▸ **Tâche A**:
Répondez aux questions suivantes d'après le texte présenté.
(i) Quelles mesures sont citées pour l'École ?
(ii) Dans quelles commissions les associations d'immigrés seront-elles représentées ?
(iii) Quel droit est étendu aux immigrés dans le domaine de la santé ?
▸ **Tâche B**: Reproduisez fidèlement le passage du texte présenté situé entre « Pour l’Ecole, les » et « de mêmes conditions. », bornes incluses.

Pour l’Ecole, les mesures consistent à des cours de soutien, à des parrainages, une intégration de l’histoire des pays d’origine dans les programmes. Toutes ces mesures n’empêchent pas la machine de sélection sociale de fonctionner, d’exclure ceux qui ont un handicap économique et social, en plus de l’héritage culturel de leurs milieux origines. Ces populations sont déjà intégrées, mais dans le bas de l’échelle de la société en France. Elles subissent avec un degré accentué les mêmes maux que les populations françaises de mêmes conditions.
Au niveau logement, la nouveauté c’est que les rejets de demande seront justifiés et que les associations d’immigrés seront représentées dans les commissions d’attribution des logements.
Mais quelle avancée par rapport aux coûts prohibitifs des logements, aux réhabilitations, expulsion des familles ouvrières en général ?
Dans le domaine de la santé, on note l’extension du droit handicapé adulte aux immigrés, une mesure d’économie, l’aide médicale à domicile moins chère est étendue à tous les immigrés qui, même en situation irrégulière, pouvaient bénéficier de l’aide hospitalière d’urgence... dans les hôpitaux qui n’exigent pas de papiers en règle.

▸ **Données recueillies**:
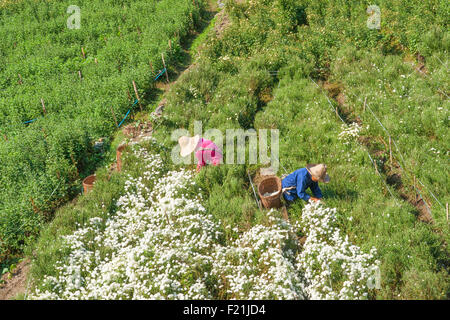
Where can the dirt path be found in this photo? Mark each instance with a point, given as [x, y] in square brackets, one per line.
[18, 283]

▸ **Corrigé détaillé A**:
(i) Des cours de soutien, des parrainages et une intégration de l'histoire des pays d'origine dans les programmes.
(ii) Dans les commissions d'attribution des logements.
(iii) Le droit handicapé adulte.

▸ **Corrigé détaillé B**:
Pour l’Ecole, les mesures consistent à des cours de soutien, à des parrainages, une intégration de l’histoire des pays d’origine dans les programmes. Toutes ces mesures n’empêchent pas la machine de sélection sociale de fonctionner, d’exclure ceux qui ont un handicap économique et social, en plus de l’héritage culturel de leurs milieux origines. Ces populations sont déjà intégrées, mais dans le bas de l’échelle de la société en France. Elles subissent avec un degré accentué les mêmes maux que les populations françaises de mêmes conditions.